<<<<
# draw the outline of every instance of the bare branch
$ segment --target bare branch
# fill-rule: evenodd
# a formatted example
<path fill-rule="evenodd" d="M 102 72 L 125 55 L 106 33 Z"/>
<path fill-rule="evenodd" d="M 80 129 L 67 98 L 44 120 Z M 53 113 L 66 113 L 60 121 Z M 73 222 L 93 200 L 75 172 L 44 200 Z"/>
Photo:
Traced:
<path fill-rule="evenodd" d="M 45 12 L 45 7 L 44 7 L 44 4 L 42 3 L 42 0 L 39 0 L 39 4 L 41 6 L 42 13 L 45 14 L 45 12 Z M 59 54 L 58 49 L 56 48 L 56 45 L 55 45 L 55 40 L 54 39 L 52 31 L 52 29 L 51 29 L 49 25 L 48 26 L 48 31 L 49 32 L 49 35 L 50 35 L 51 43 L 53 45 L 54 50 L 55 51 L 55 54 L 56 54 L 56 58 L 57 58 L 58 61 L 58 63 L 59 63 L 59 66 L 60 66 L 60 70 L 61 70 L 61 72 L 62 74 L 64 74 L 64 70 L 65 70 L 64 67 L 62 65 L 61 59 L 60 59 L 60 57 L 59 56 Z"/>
>>>>
(Set problem)
Copy every entry above line for line, without changing a single character.

(Answer for the task)
# draw the outline of every instance of the bare branch
$ segment --target bare branch
# fill-rule: evenodd
# a formatted example
<path fill-rule="evenodd" d="M 102 72 L 125 55 L 106 33 Z"/>
<path fill-rule="evenodd" d="M 80 129 L 67 98 L 44 120 Z M 53 113 L 66 113 L 60 121 Z M 73 222 L 93 200 L 75 172 L 44 200 Z"/>
Photo:
Traced:
<path fill-rule="evenodd" d="M 45 12 L 45 7 L 44 7 L 44 4 L 42 3 L 42 0 L 39 0 L 39 4 L 41 6 L 42 13 L 45 14 L 45 12 Z M 59 54 L 58 49 L 56 48 L 56 45 L 55 45 L 55 40 L 54 39 L 52 31 L 52 29 L 51 29 L 49 25 L 48 26 L 48 31 L 49 32 L 49 35 L 50 35 L 51 43 L 53 45 L 54 50 L 55 51 L 55 54 L 56 54 L 56 58 L 57 58 L 58 61 L 58 63 L 59 63 L 59 66 L 60 66 L 60 70 L 61 70 L 61 72 L 62 74 L 64 74 L 64 70 L 65 70 L 64 67 L 62 65 L 61 59 L 60 59 L 60 57 L 59 56 Z"/>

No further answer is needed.